> **EXERCISE INSTRUCTIONS**:
(A) According to the essay on Frontex below, in which city is the agency's high-rise office building located?
(B) Please continue the essay on Frontex below from its last sentence.

These last weeks my research for making a momental monument for migration involves collecting pictures on a daily basis and this morning a press release in which the EU agency Frontex (*) was mentioned (once again) made me do a search just for that word, limiting the search to high resolution pictures only. One of the first pictures that came up was on the website of the Slovenian Presidency of the EU in the year 2008 and showed a dinner that formed a part of the Ministerial Conference on the Challenges of the EU External Border Management (day 1); the caption of the happy crowd well attended by waiters did read “Dinner at Grand Hotel Toplice.” Next picture that catched my eye was the high rise office building, seat of this EU border policing organization Frontex in Warsaw (it is said that the EU had a hard time to find sufficient personnel to serve in Poland because of its lower wage level that the Western part of the EU). The emblematic pictures of what may be Saharan desert road traffic (**) and dangerous rubber boat trips on the Mediterranean were quickly found, as were the few extra elements that show a way of possible reading of the tableau in the diagonal between Frontex logo and member state special police uniforms with golden lettering symbolizing the new European ‘el dorado’.
In the middle of the green EU fortress map there is a hole: Switzerland. One day some smart migrants will dig a tunnel all the way form Africa to that hole in the EU …. to arrive directly into the bank faults containing mountains of gold safely deposited by African leaders and their cortege favoring – for over half a century now – the silent Swis banks as a place to deposit their revenues. Every year 148 milliard dollar are stolen from the continent by its leaders and civil servants and it is not just old time business à la Mobutu, there is for instance a new trade in special minerals from Rwanda and profitable deals made by depositing toxic waste in Somalia. Till this very day (money) migration from Africa has heartily been welcomed in Europe. Has that fact been a table talk topic of the ministers – last year – having their nice dinner in the Slovenian Toplice Hotel (as a less corrupt and more equal Africa may diminish the urge and need to sneak through the walls of the EU fortress and may greatly simplify the task of the Frontex agency)?

> **GIVEN INFORMATION**:
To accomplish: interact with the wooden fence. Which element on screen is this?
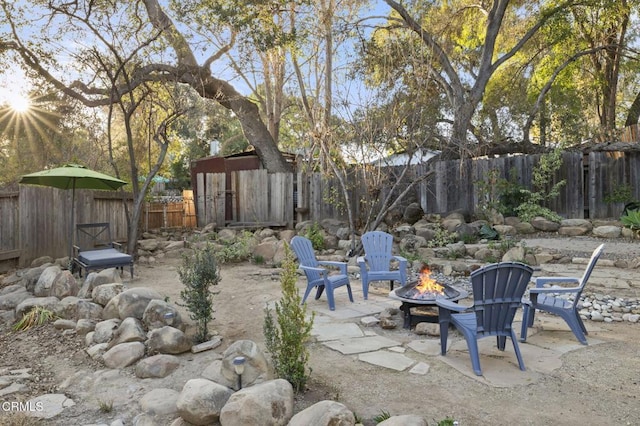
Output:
[196,169,294,227]
[0,185,196,271]
[140,189,196,231]
[0,185,130,270]
[5,152,640,270]
[297,152,640,224]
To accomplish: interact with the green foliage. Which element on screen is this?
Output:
[373,410,391,424]
[12,306,57,331]
[263,244,315,392]
[603,183,634,204]
[216,231,253,263]
[304,222,324,250]
[476,168,526,219]
[516,149,566,222]
[178,244,220,343]
[620,210,640,231]
[427,223,457,248]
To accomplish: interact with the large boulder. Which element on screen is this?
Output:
[108,317,147,349]
[176,379,233,425]
[78,268,122,299]
[102,342,144,368]
[91,283,124,306]
[0,284,32,311]
[92,318,120,343]
[49,270,78,299]
[147,326,191,354]
[202,340,273,389]
[142,299,185,331]
[289,401,356,426]
[220,379,293,426]
[139,388,180,418]
[135,354,180,379]
[104,287,164,319]
[33,265,62,297]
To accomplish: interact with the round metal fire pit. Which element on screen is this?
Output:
[389,280,469,329]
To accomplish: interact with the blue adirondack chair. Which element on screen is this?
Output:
[520,244,604,345]
[357,231,407,300]
[291,235,353,311]
[436,262,533,376]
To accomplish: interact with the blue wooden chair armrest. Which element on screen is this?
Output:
[291,235,353,311]
[318,260,347,275]
[529,287,580,294]
[436,298,469,312]
[535,277,580,288]
[299,265,327,277]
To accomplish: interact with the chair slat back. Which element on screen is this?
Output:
[75,222,113,250]
[580,244,605,288]
[361,231,393,271]
[291,235,321,281]
[471,262,533,336]
[571,244,605,307]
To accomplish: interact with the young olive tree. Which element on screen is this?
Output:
[178,244,220,343]
[263,245,314,392]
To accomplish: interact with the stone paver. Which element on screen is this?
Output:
[324,336,400,355]
[358,351,416,371]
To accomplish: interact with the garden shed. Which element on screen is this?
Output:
[191,150,295,227]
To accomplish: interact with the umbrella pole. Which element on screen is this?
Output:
[69,178,76,269]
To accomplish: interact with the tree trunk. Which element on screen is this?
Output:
[144,0,292,172]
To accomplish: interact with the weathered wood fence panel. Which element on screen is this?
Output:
[0,192,20,272]
[18,185,131,266]
[418,153,584,218]
[196,169,294,227]
[268,173,294,227]
[585,152,640,218]
[231,169,271,223]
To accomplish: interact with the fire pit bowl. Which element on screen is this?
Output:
[389,268,469,329]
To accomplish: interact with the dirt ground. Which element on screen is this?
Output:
[0,250,640,425]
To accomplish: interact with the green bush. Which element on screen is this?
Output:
[263,244,315,392]
[12,306,57,331]
[304,222,324,251]
[178,244,220,343]
[515,149,567,222]
[216,231,253,263]
[620,210,640,231]
[427,223,458,248]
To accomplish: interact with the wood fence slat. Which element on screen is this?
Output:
[196,173,207,228]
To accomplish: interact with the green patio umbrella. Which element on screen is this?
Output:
[20,164,127,259]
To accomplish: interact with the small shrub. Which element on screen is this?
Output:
[304,222,324,251]
[263,244,315,392]
[603,183,635,204]
[12,306,57,331]
[216,231,253,263]
[620,210,640,231]
[178,244,220,343]
[515,149,567,222]
[427,223,457,248]
[373,410,391,424]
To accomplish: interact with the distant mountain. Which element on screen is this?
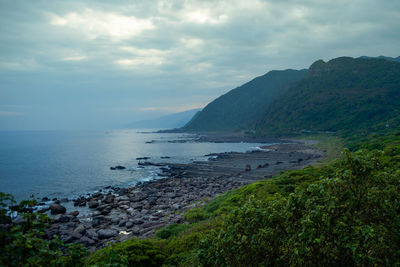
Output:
[360,56,400,62]
[253,57,400,133]
[182,70,307,131]
[125,109,201,129]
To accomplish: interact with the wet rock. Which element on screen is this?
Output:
[50,203,67,214]
[110,165,126,170]
[69,210,79,217]
[74,224,86,235]
[132,219,144,225]
[86,229,98,240]
[244,164,251,172]
[88,201,99,209]
[97,229,118,239]
[111,217,120,224]
[101,194,115,204]
[78,236,96,247]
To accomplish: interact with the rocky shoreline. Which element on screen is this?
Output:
[41,139,323,251]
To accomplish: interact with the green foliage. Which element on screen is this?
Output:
[255,57,400,135]
[183,70,307,131]
[156,223,189,239]
[0,193,87,266]
[199,148,400,266]
[184,208,208,223]
[86,239,167,267]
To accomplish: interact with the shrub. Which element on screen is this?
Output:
[87,239,167,267]
[199,150,400,266]
[0,193,87,266]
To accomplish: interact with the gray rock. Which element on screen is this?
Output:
[86,229,99,239]
[74,224,86,235]
[131,226,140,235]
[88,201,99,209]
[132,218,144,224]
[97,229,118,239]
[50,204,67,214]
[78,236,96,247]
[111,217,120,224]
[58,215,73,223]
[69,210,79,217]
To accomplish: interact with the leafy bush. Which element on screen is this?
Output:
[199,150,400,266]
[0,193,87,266]
[156,223,189,239]
[87,239,167,267]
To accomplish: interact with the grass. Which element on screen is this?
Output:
[292,134,345,167]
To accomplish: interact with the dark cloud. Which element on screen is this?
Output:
[0,0,400,129]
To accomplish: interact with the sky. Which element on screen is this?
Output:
[0,0,400,130]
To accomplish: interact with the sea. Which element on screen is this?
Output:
[0,129,265,201]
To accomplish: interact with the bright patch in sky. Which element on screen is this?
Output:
[0,0,400,130]
[51,9,154,40]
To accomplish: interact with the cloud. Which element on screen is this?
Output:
[50,8,154,41]
[137,103,205,113]
[0,0,400,128]
[0,110,22,117]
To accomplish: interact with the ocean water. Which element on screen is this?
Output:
[0,130,262,200]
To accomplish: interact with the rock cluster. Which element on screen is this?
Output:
[47,177,245,250]
[47,143,322,251]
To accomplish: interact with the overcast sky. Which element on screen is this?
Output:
[0,0,400,130]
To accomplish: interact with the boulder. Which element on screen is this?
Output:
[78,236,96,247]
[97,229,118,239]
[74,224,86,235]
[69,210,79,217]
[50,203,67,214]
[88,201,99,209]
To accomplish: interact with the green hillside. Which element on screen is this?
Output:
[183,70,307,131]
[254,57,400,133]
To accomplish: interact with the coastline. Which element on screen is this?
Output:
[41,138,323,251]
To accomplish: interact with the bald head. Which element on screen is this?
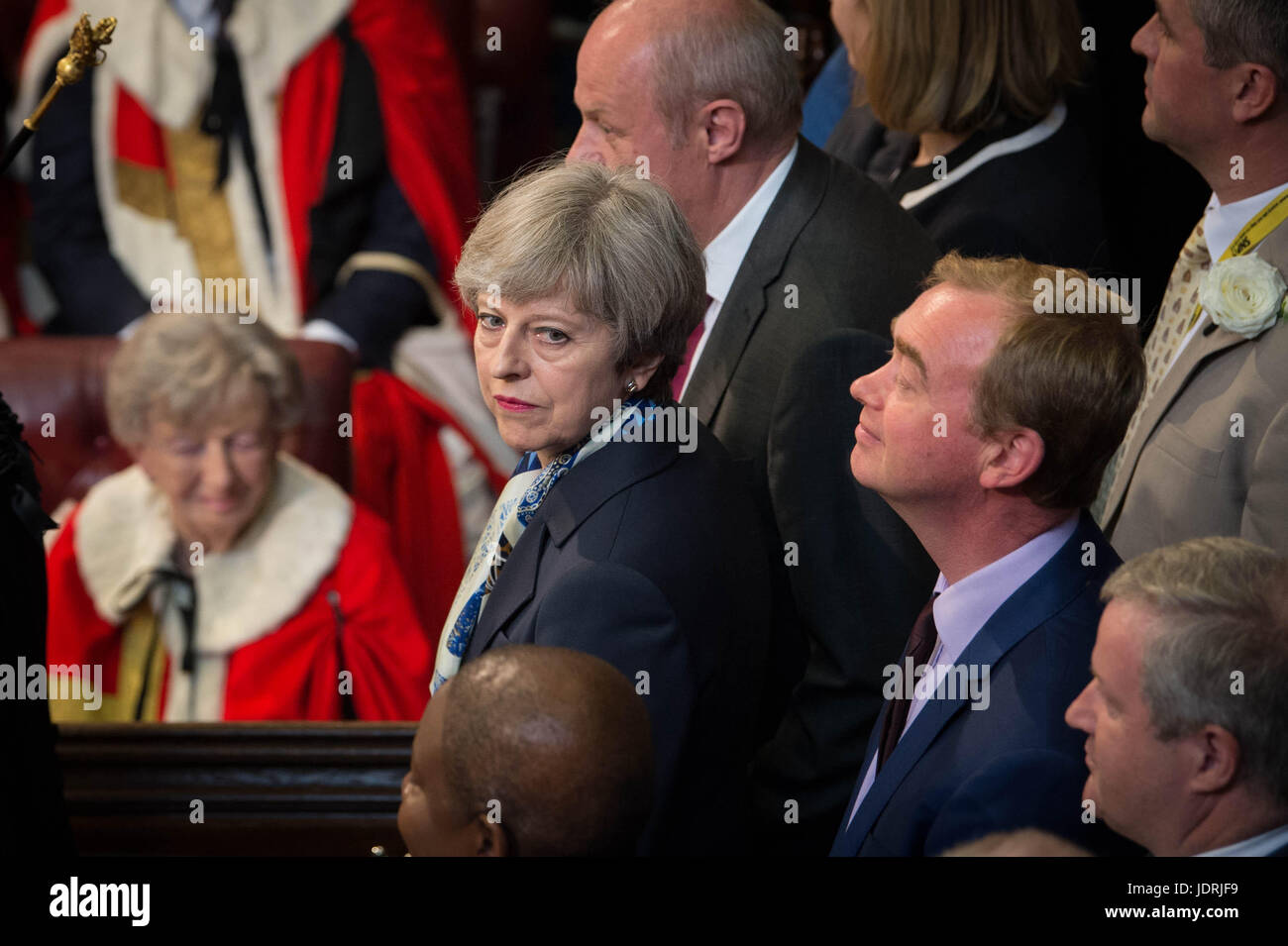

> **EXERCISE RESPONSES**:
(A) Warsaw

(B)
Not only the Swiss fraudulent hole has to be closed, but also the Guernsey postal box firms, the Luxembourg and Liechtenstein bypass and who knows what other financial loopholes are offered by European Fortress bank managers and the like to the African elite, who are always most welcome and just take a legal airplane for a visit or a more permanent stay, instead of an attempted illegal entry in a leaking rubber boat. Where will be the European headquarters for this new organization that will forcibly round up all those deposited African milliards and send them back to where they came from… and what would be a good catchy name for such a new agency? Or … would such honorable seizures trigger yet another financial crisis because most of our trustful banks may collapse once again without the use of these migrated African assets?
(*) European Agency for the Management of Operational Cooperation at the External Borders of the Member States of the European Union)
(**) The Sahara picture shown I found in the form of a kind of postal card with the text ‘Greetings from Malta” in pseudo arabic lettering on the web site of a Danish man Hans-Jørgen Gotsche, who also resides apparently part of the year in Malta; a bit more visual research made it clear that such overpacked trucks are a regular sight on the route from sub-Sahara Niger to Libya, an impressive documentation can be found on the Flickr pages of the photographer Swiatoslaw Wojtkowiak, Trucking across the Sahara. Another example is on the MSF Photo Blog that has a page with posts with the tag ‘refugeees’ with a picture of such a Sahara truck by Sven Torfinn “Niger – March 2003 150 young men loaded on a truck, on their way through the Sahara – from Sub-Saharan Africa to Libya or any other North-African country, with a final destination of Europe. Crossing the desert takes about a week.”